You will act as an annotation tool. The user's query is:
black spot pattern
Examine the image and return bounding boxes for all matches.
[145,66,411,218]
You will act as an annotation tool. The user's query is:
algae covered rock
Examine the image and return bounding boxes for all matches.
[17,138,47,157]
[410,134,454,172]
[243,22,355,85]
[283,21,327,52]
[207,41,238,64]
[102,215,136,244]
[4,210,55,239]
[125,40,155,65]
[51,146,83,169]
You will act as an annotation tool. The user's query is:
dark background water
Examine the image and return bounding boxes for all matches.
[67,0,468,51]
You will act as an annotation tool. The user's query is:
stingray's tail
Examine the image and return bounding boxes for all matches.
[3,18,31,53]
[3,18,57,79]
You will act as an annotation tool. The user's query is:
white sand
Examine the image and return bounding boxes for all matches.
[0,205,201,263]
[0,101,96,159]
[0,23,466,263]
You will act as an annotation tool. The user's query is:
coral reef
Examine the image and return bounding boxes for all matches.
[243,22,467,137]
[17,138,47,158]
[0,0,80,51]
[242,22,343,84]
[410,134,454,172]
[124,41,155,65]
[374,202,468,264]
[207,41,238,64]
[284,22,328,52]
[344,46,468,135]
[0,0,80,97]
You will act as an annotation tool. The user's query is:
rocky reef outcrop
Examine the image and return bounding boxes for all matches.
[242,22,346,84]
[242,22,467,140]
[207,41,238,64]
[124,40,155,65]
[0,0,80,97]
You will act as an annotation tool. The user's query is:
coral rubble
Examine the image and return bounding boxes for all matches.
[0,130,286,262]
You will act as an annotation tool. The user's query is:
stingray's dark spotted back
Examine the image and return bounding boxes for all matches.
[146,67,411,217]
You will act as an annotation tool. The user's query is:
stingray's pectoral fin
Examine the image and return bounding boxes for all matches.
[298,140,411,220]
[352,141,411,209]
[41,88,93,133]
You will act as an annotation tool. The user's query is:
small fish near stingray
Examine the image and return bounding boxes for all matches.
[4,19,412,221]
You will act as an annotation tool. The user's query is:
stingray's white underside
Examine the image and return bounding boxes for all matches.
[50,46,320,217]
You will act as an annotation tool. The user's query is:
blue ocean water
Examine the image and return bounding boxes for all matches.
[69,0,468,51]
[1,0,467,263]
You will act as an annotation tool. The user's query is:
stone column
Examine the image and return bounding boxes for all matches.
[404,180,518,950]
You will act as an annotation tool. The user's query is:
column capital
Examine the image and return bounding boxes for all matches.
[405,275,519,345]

^^^^^^^^^^^^^^^^

DIRECTIONS
Each line in the data that holds the string "water" must be returned.

RESPONSE BELOW
dark background water
blue ocean water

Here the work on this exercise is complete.